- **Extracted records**
_ _ _ _ _ _ _

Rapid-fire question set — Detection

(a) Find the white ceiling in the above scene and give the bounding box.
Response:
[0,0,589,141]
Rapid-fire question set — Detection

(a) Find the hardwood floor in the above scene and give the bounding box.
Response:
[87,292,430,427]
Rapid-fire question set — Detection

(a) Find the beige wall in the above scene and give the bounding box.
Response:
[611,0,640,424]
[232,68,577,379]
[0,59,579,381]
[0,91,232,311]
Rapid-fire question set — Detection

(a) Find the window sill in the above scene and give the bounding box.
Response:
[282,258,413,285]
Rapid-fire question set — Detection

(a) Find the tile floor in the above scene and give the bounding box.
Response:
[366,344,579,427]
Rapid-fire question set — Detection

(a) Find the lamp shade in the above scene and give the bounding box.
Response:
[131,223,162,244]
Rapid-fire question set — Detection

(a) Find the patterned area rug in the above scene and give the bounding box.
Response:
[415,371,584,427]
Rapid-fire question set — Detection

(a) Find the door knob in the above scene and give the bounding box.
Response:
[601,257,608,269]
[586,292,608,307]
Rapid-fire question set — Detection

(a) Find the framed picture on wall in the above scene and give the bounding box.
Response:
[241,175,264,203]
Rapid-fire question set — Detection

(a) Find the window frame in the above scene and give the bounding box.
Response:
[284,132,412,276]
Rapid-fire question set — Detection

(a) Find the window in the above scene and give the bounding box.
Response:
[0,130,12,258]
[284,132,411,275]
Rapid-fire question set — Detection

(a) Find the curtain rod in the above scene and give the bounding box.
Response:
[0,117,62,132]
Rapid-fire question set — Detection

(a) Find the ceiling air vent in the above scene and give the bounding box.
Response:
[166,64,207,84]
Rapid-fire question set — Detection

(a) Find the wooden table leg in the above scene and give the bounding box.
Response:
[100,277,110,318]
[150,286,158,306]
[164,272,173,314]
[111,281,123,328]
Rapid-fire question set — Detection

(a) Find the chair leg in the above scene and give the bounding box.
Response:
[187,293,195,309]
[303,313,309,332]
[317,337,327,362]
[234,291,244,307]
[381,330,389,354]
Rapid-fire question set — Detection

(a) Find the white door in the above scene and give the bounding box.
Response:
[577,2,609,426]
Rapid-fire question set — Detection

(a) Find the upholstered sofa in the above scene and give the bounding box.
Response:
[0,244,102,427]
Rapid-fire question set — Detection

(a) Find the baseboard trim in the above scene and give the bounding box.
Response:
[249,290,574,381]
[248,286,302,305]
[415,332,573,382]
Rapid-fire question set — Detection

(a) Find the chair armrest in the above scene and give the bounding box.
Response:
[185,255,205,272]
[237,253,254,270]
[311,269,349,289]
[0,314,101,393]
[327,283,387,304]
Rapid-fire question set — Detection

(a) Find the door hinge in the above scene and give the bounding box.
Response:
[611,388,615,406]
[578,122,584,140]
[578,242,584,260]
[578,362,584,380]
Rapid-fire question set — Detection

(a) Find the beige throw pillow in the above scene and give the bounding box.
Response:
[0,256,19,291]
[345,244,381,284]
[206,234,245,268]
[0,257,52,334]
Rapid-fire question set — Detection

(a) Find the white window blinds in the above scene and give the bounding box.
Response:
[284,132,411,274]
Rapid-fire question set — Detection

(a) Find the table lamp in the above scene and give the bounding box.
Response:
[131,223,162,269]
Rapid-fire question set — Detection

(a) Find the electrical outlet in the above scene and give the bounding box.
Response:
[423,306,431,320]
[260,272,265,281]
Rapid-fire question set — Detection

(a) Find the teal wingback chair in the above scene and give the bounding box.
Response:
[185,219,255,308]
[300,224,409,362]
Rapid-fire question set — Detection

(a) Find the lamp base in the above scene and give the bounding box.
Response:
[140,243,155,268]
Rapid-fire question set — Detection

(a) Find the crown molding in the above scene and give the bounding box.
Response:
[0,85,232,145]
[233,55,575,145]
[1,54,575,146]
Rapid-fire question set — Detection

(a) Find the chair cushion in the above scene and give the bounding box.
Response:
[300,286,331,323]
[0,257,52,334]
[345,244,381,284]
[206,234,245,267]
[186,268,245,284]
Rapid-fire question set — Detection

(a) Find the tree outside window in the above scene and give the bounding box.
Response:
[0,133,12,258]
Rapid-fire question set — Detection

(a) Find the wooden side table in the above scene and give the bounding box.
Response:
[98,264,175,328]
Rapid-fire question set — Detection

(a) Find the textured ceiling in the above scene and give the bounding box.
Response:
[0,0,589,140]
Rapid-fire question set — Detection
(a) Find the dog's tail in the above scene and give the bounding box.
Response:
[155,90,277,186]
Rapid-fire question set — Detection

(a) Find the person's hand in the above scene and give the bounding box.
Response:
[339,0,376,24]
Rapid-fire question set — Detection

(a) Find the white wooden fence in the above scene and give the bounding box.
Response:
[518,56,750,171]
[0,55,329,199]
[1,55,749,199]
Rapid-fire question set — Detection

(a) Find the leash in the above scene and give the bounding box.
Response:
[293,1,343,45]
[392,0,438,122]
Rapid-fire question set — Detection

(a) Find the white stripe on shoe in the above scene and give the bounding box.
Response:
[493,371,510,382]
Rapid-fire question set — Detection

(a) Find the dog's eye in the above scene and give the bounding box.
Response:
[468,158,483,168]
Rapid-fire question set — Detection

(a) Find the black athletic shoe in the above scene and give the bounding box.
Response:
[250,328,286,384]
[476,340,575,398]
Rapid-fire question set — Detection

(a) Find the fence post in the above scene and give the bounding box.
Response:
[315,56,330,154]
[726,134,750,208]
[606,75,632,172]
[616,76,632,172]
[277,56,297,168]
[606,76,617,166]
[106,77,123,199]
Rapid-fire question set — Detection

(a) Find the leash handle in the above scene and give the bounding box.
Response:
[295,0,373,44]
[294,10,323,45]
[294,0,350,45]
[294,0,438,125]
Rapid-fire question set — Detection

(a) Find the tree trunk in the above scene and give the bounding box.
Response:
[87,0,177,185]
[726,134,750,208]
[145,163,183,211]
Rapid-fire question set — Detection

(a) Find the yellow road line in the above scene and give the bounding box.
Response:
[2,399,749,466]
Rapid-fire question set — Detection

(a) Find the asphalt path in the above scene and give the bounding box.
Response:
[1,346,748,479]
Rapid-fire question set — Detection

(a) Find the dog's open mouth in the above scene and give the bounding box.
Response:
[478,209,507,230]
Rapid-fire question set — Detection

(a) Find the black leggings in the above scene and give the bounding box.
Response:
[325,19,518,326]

_ _ _ _ _ _ _

Return every line holding the word "tree" from the records.

- **Expected output**
(a) Find the tree outside window in the above scene and give the bounding box.
(a) Find the tree trunk in the above scene and give the bounding box.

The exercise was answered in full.